**Extract:**
++++++++++
Today, roughly 33% of the country’s Holocaust survivors – or 60,000 individuals – are considered “needy.”
Their increasing needs are clearly linked to their advanced age, said the researchers, noting that 3% of the survivors are now under the age of 70, 47% are between 70-80, and 50% are over 80.
By 2015, more than twothirds will be aged 80-plus.
“Our data show that in the coming years, mainly due to aging factors, the needs of Holocaust survivors will greatly increase,” said Elazar Stern, the foundation’s chairman.
“Awareness of the needs of survivors has increased significantly in recent years, but our job is to make sure that this will be translated in a way that will ensure the needs of all survivors are met in the future.”
According to David Silberman, co-founder of the nonprofit organization Aviv Lenitzolei Hashoah (Spring forHolocaust Survivors) and an expert on survivors’ rights, the problem facing Holocaust survivors has less to do with a lack of funding than with the difficulty of understanding which state funding or benefits they are entitled to.
His organization estimates that roughly NIS 250 million earmarked to help Holocaust survivors goes unclaimed each year.
The Foundation for the Benefit of Holocaust Victims in Israel says that the number of survivors applying for health and welfare benefits has increased by 160% in the past five years – with some 60,000 people receiving assistance today, compared to only 23,000 in 2005.
As well as looking at aging, the study examined the health of survivors. Among the medical issues that were most prevalent, the study found that 57% reported suffering from hypertension, 39% had some type of heart disease, 40% suffered from chronic neck and back pain, and 26% had arthritis.
The researchers also found that roughly 10% of survivors are completely reliant on the help of others to perform basic daily tasks and are eligible for National Insurance Institute nursing assistance. That figure is expected to rise to 14% in 2015, and to 25% in 2025, the researchers noted.
In addition, the study also examined the emotional and social conditions of survivors already receiving assistance from the foundation. It found that 40% feel lonely, and a similar percentage find it difficult to leave their homes.
Many survivors also reported a low frequency of going out for cultural enjoyment.
In terms of housing and nutritional conditions, the survey found that about 20% suffer from a lack of winter heating, and 5% suffer from a lack of food.
++++++++++
Saved entries:
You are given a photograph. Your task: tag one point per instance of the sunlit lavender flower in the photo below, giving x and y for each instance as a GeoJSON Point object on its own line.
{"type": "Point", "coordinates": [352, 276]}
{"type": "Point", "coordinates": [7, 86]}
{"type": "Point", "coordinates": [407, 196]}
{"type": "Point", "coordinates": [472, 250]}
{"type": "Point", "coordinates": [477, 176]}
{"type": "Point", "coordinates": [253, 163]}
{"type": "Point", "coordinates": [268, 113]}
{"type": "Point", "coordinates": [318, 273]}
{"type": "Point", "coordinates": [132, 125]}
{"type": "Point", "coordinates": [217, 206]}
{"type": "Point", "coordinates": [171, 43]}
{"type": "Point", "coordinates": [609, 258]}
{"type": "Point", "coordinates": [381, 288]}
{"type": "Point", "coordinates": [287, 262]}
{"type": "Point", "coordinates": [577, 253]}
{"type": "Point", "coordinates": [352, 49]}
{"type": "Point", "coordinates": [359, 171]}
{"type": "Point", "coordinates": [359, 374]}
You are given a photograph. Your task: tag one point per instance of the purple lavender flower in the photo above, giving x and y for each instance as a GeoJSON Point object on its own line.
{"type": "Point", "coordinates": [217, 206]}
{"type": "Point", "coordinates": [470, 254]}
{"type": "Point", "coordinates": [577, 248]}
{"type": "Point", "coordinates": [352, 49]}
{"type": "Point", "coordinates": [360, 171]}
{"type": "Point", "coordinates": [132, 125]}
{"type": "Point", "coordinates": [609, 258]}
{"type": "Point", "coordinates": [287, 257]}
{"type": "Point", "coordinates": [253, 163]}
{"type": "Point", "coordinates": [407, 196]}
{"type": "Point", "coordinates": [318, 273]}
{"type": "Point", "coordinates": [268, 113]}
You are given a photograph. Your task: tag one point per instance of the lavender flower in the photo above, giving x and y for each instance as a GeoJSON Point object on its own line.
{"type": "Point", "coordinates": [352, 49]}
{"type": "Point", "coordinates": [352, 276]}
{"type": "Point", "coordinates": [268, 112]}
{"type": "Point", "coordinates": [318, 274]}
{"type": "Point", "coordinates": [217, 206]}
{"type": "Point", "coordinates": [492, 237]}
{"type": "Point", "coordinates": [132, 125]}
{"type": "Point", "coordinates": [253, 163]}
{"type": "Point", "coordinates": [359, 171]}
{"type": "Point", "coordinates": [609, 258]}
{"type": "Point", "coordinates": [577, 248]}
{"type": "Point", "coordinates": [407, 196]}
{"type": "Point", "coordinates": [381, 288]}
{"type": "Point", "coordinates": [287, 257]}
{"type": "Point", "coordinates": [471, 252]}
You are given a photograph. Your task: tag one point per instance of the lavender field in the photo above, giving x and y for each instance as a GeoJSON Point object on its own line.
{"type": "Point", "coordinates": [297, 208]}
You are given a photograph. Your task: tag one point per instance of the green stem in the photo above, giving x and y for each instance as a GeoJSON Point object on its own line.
++++++++++
**Problem description:** In the article on the needs of Holocaust survivors, what explanation do the researchers and Elazar Stern give for the survivors' growing needs? Answer in one to three sentences.

**Task output:** The researchers link the survivors' increasing needs to their advanced age: 47% are between 70 and 80, 50% are over 80, and by 2015 more than two-thirds will be 80 or older. Elazar Stern likewise states that the needs will greatly increase in the coming years mainly because of aging factors.